* [SUPPLIED ENTRIES]
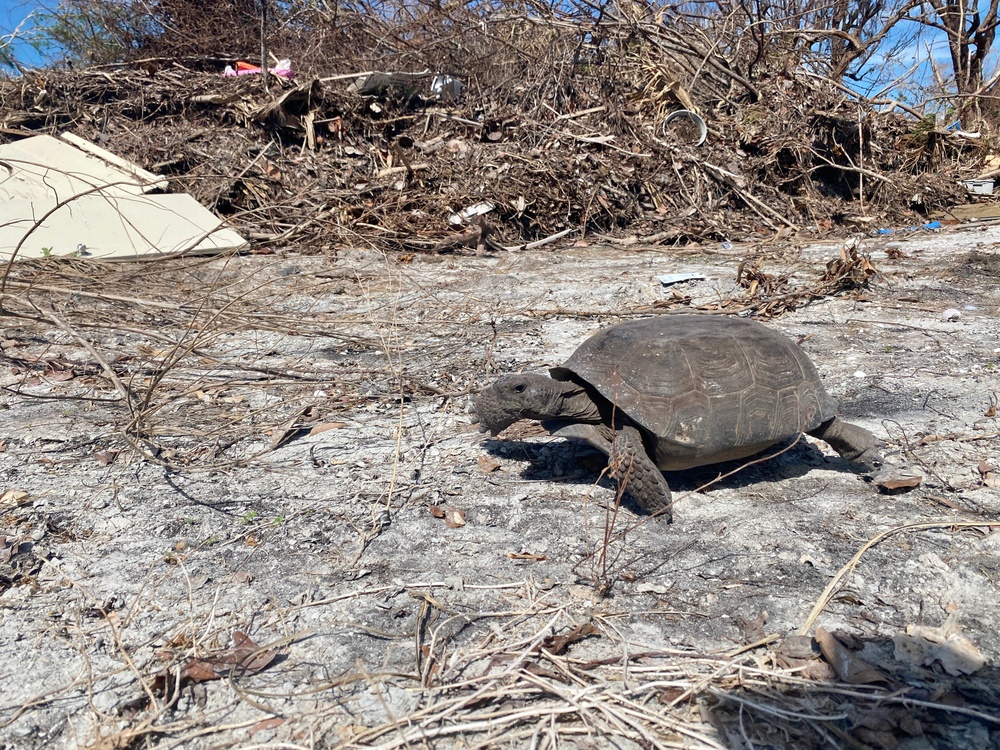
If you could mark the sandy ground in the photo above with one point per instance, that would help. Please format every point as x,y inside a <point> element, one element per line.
<point>301,468</point>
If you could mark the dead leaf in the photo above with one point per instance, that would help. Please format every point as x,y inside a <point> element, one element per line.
<point>922,645</point>
<point>487,465</point>
<point>9,546</point>
<point>556,644</point>
<point>58,375</point>
<point>240,660</point>
<point>266,724</point>
<point>326,426</point>
<point>526,556</point>
<point>454,518</point>
<point>848,665</point>
<point>105,458</point>
<point>14,499</point>
<point>896,479</point>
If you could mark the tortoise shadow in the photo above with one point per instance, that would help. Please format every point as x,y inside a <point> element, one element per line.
<point>549,460</point>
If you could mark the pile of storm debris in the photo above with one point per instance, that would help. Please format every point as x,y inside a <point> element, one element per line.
<point>509,131</point>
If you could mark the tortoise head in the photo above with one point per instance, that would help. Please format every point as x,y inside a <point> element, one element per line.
<point>529,396</point>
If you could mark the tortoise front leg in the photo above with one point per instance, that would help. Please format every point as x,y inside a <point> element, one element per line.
<point>636,473</point>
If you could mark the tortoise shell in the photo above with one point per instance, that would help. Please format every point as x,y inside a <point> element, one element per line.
<point>703,388</point>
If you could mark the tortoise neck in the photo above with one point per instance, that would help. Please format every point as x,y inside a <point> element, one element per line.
<point>573,402</point>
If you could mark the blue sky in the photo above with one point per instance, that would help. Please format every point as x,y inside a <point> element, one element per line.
<point>12,12</point>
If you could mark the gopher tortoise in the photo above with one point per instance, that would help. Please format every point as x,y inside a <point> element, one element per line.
<point>674,392</point>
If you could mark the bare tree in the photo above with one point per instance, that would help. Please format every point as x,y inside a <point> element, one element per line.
<point>970,27</point>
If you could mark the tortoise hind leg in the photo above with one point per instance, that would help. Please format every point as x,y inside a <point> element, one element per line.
<point>638,475</point>
<point>852,442</point>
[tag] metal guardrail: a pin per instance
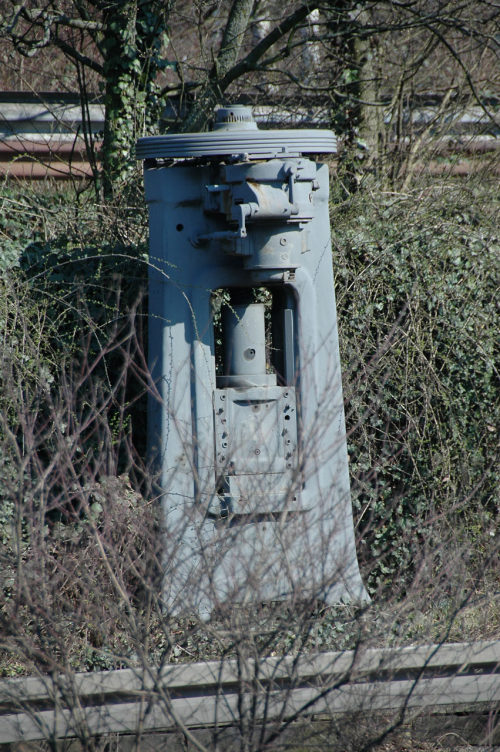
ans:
(42, 136)
(213, 694)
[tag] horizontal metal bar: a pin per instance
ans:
(163, 713)
(219, 673)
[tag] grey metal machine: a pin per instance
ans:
(247, 423)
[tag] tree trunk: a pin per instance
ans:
(211, 93)
(131, 47)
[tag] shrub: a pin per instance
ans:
(417, 279)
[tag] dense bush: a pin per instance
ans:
(417, 280)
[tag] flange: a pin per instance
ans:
(236, 134)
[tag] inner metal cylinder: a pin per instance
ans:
(244, 334)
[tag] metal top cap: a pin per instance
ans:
(236, 134)
(234, 117)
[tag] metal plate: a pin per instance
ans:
(254, 143)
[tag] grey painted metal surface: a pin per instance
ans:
(216, 693)
(252, 458)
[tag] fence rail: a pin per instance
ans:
(43, 136)
(216, 693)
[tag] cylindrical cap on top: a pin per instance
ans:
(236, 134)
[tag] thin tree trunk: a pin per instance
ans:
(211, 93)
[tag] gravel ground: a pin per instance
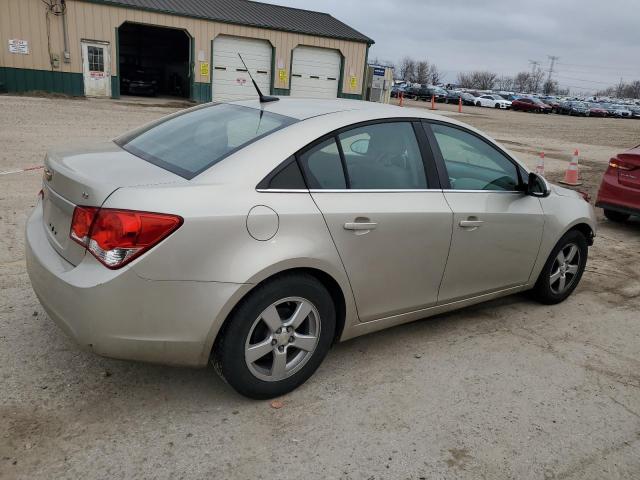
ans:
(505, 390)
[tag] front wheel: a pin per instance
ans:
(277, 337)
(562, 271)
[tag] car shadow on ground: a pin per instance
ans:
(113, 381)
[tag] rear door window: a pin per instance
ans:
(473, 164)
(383, 156)
(322, 166)
(190, 142)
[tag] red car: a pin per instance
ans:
(619, 193)
(530, 105)
(597, 111)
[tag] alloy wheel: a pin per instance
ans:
(282, 339)
(564, 269)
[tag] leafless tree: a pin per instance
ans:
(408, 69)
(464, 80)
(504, 83)
(521, 82)
(435, 75)
(483, 80)
(536, 79)
(550, 87)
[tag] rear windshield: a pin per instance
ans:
(189, 143)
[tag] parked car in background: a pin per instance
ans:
(511, 97)
(564, 108)
(530, 105)
(425, 92)
(468, 98)
(242, 234)
(140, 81)
(619, 193)
(396, 91)
(596, 110)
(493, 101)
(580, 109)
(554, 103)
(620, 111)
(439, 94)
(635, 111)
(453, 96)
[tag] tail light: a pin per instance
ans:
(116, 237)
(620, 165)
(585, 195)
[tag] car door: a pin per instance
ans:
(497, 229)
(377, 188)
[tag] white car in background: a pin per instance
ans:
(493, 101)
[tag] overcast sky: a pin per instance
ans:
(598, 41)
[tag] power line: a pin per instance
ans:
(611, 67)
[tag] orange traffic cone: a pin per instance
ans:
(571, 175)
(540, 166)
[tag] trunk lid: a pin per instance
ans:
(630, 176)
(87, 177)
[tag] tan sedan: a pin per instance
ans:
(253, 236)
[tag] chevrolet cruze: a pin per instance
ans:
(254, 235)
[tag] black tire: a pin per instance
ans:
(543, 291)
(616, 216)
(229, 352)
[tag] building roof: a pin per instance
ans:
(256, 14)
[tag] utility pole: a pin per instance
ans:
(552, 60)
(534, 66)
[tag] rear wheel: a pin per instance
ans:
(277, 337)
(562, 271)
(616, 216)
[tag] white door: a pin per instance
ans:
(230, 80)
(315, 72)
(96, 62)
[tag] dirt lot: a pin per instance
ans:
(506, 390)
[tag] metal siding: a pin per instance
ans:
(242, 12)
(26, 20)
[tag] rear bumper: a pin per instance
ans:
(121, 315)
(614, 196)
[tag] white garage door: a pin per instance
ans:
(315, 72)
(230, 80)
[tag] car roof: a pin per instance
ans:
(305, 108)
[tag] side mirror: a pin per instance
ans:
(537, 186)
(360, 146)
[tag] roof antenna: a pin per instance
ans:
(263, 98)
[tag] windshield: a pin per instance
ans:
(190, 142)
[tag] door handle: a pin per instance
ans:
(471, 224)
(360, 225)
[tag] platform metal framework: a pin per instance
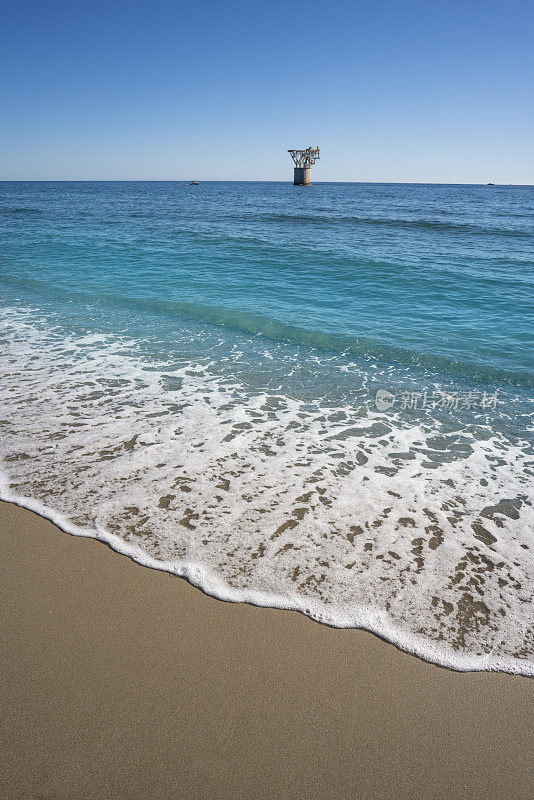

* [WRITTEN TASK] Copy all of the records above word for word, keeping every line in its original order. Omit the pictures.

* [SOLUTION FOR THIS PROBLEM]
If you could mark the sandy ground in the photo above with one point per instance, that would help. Please format every point as x,y inside a <point> element, one element per line.
<point>301,468</point>
If you could mark the dead leaf in the photo above with one point per instance, that would help. Please format every point as x,y inside a <point> element, one element per line.
<point>922,645</point>
<point>487,465</point>
<point>9,546</point>
<point>556,644</point>
<point>58,375</point>
<point>240,660</point>
<point>266,724</point>
<point>326,426</point>
<point>526,556</point>
<point>454,518</point>
<point>848,665</point>
<point>105,458</point>
<point>14,499</point>
<point>896,479</point>
If you could mark the tortoise shadow in the photo above with one point per instance, that would help. Please format every point as x,y inside a <point> element, one element per line.
<point>549,460</point>
If you could mark the pile of storm debris in the photo above with one point per instance, that would help. Please format every point as x,y inside a <point> element, one element per line.
<point>509,131</point>
If you could mark the tortoise head in the photo above with one point per instance, that would help. Please format every point as x,y inside a <point> element, one element per line.
<point>529,396</point>
If you could mark the tortoise front leg in the photo above with one point per instance, that would help. Please format every point as x,y inside a <point> element, one element per line.
<point>636,473</point>
If you could mark the tortoise shell in the photo above with one point per instance, that would help. Please format every point as x,y inside a <point> element, one element per line.
<point>703,388</point>
If you could mark the tortoise neck in the photo above with one point per instance, that would help. Please format every point as x,y inside a <point> element, one element per line.
<point>573,402</point>
If you could mark the blue sky in the photo above with one point per instance, that would help. Please format every point as x,y inside a <point> element, one element per line.
<point>12,12</point>
If you could mark the gopher tortoise in the photo above with one point per instance, that would help. Please format every point as x,y inside a <point> element, one element per line.
<point>674,392</point>
If you could mark the bare tree in the photo above with one point per instance, that would help. Please format every point as x,y inside a <point> element, one element per line.
<point>970,27</point>
If you could mark the tortoise hind leg in the photo above with one point per instance, that would help. Please format every point as x,y inside a <point> element, one element per line.
<point>638,475</point>
<point>852,442</point>
[tag] metal guardrail: a pin per instance
ans:
(42, 136)
(213, 694)
[tag] horizontal metal bar: a pin per instance
ans:
(163, 713)
(219, 673)
[tag] grey metal machine: a pin per instance
ans:
(247, 423)
[tag] tree trunk: a pin per instance
ans:
(211, 93)
(131, 47)
[tag] shrub: a pin per instance
ans:
(417, 279)
[tag] dense bush: a pin per instance
ans:
(417, 280)
[tag] flange: a pin per instance
ans:
(236, 134)
[tag] inner metal cylinder: a pin per instance
ans:
(244, 334)
[tag] metal top cap: a pin per instance
ans:
(236, 134)
(234, 117)
[tag] metal plate: a pin per instance
ans:
(254, 143)
[tag] grey painted metal surface: a pin per instance
ans:
(216, 693)
(252, 458)
[tag] fence rail: a pin per instance
ans:
(43, 136)
(216, 693)
[tag] cylindrical cap on top: a pin per instance
ans:
(236, 134)
[tag] thin tree trunk: a pin per instance
ans:
(211, 93)
[tag] gravel ground: a pin per instance
ans:
(505, 390)
[tag] front wheel: a pin per instance
ans:
(277, 337)
(562, 271)
[tag] car shadow on ground: a pin per instance
ans:
(113, 381)
[tag] rear door window: a pin per instance
ans:
(473, 164)
(383, 156)
(322, 166)
(190, 142)
[tag] red car: a pin per instance
ans:
(619, 193)
(530, 105)
(597, 111)
[tag] alloy wheel: a pin per instance
ans:
(282, 339)
(564, 269)
[tag] leafless tree: a pin per instance
ans:
(408, 69)
(464, 80)
(504, 83)
(521, 82)
(435, 75)
(483, 80)
(536, 79)
(550, 87)
[tag] rear windshield: a pin per instance
ans:
(189, 143)
[tag] parked car in background: a pin per instance
ans:
(511, 97)
(564, 108)
(530, 105)
(425, 92)
(468, 98)
(242, 234)
(140, 81)
(619, 193)
(396, 91)
(596, 110)
(493, 101)
(580, 109)
(554, 103)
(620, 111)
(439, 94)
(635, 111)
(453, 96)
[tag] tail light: a pin per instance
ans:
(116, 237)
(620, 165)
(585, 195)
[tag] car door: a pin per instance
ans:
(497, 229)
(377, 188)
[tag] white car in background: a pin per instance
ans:
(493, 101)
[tag] overcast sky: a pin per instance
ans:
(598, 41)
[tag] power line: a pin per instance
ans:
(611, 67)
[tag] orange traffic cone: a pin per instance
ans:
(571, 175)
(540, 166)
[tag] trunk lid: a pin per instance
ans:
(630, 176)
(87, 177)
[tag] tan sedan: a pin per instance
ans:
(253, 236)
[tag] chevrolet cruze: a pin per instance
ans:
(254, 235)
[tag] black tire: a pin per instance
ans:
(543, 291)
(616, 216)
(229, 352)
[tag] building roof: a pin per instance
ans:
(256, 14)
[tag] utility pole: a pin per instance
ans:
(552, 60)
(534, 66)
[tag] rear wheel: a pin per instance
ans:
(277, 337)
(562, 271)
(616, 216)
[tag] white door: a pin per instance
ans:
(230, 80)
(315, 72)
(96, 62)
[tag] dirt lot: a pin per instance
ans:
(506, 390)
[tag] metal siding: a pin per instance
ans:
(242, 12)
(26, 20)
[tag] rear bumper: a pin per instance
ans:
(121, 315)
(614, 196)
[tag] white garage door: a pin per instance
ans:
(315, 72)
(230, 80)
[tag] car roof: a pin per instance
ans:
(305, 108)
[tag] side mirror: a pin per instance
ans:
(537, 186)
(360, 146)
[tag] roof antenna: a pin per instance
ans:
(263, 98)
[tag] windshield: a pin per instance
ans:
(190, 142)
[tag] door handle: a pin per instance
ans:
(471, 224)
(360, 225)
[tag] platform metal framework: a pin per instance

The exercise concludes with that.